**Exercise:** Copy the passage of the statement about the Labour Party investigation that starts at "Details I could" and ends at "conditions or restrictions.".
# Start of Extract
Recently the Labour Party NEC found that I, Puru Miah, did not breach any Labour Party rules, restored my full membership of the Party, without any conditions. Following the recent press report of this ruling, below is a full explanation for setting the record straight.
Details I could not make public so as not to prejudice the investigation.
On the 27th of November 2020, a report first appeared in the press. It stated that I was suspended by the Labour Party pending investigation of a complaint, that I breached its Anti-Semitism code of conduct. The complaint was based on an edited screenshot of a social media post I made in 2014. At the time I rigorously denied the allegation, and as a proponent of the MacPherson principles, I apologised for the hurt caused, welcomed the investigation and was confident of being cleared.
Four months later, on the 25th of Match 2021, the NEC of the Labour Party met and found that I did not breach any party rules, subsequently restored by full membership without any conditions or restrictions.
Context Behind the Post: International Academic Book Business
At the time of the social media post, 2014, I ran a small successful international academic book business. The business, specialised in selling published works to universities and government institutes in the Middle East. The main medium of selling these books was during the annual book fair in each country. Due to strict censorship laws, the only opportunity people had to purchase books without restrictions was during these events. I am proud of the role of the business in facilitating academic international discourse, in particular the pivotal role it played with the authorities and the Frankfurt Book Fair in establishing the Abu Dhabi Book Fair.
The nature of the business meant that I had to keep abreast of the latest trends in academic works related to the region, as well as maintaining regular correspondences with academics from and interested in the region.
Above is a post on Facebook, dated 8th November 2014. By Saeed Saeed culture writer at The National, the national broadsheet of the United Arab Emirates. Picture was taken at the Sharjah International Book Fair (then the largest book fair in the Gulf Region)
The 2014 social media post was around a book by Israeli professor of history, Shlomo Sands. The post was part of a series of academic discussions I had with fellow academics around Professor Sands and his works. He was attending a public lecture at SOAS in October 2014.
The post was related to a series of discussion with academics, around how theories which are commonplace in scholarly circles cause indignation and are politicized when they enter the general discourse. In particular, the thesis espoused by Benedict Anderson in his work, ‘Imagined Communities: Reflections on the Origin and Spread of Nationalism’. A summary of the thesis being, that nations and peoples are socially constructed, a phenomenon occurring with the start of the Industrial Revolution.
A post that formed a part of the discussion was edited and submitted to the Labour Party in a complaint, alleging that I breached its anti-Semitism code of conduct. After I submitted the full context of the post with verification from academics, the NEC found that I have not breached any Labour Party rules.
# End of Extract
# Start of Data segment
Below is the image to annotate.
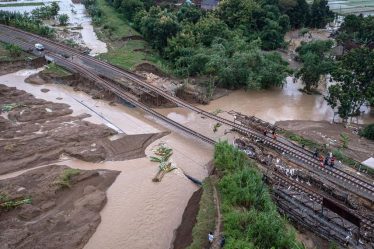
# End of Data segment
**Correct response:**
Details I could not make public so as not to prejudice the investigation.
On the 27th of November 2020, a report first appeared in the press. It stated that I was suspended by the Labour Party pending investigation of a complaint, that I breached its Anti-Semitism code of conduct. The complaint was based on an edited screenshot of a social media post I made in 2014. At the time I rigorously denied the allegation, and as a proponent of the MacPherson principles, I apologised for the hurt caused, welcomed the investigation and was confident of being cleared.
Four months later, on the 25th of Match 2021, the NEC of the Labour Party met and found that I did not breach any party rules, subsequently restored by full membership without any conditions or restrictions.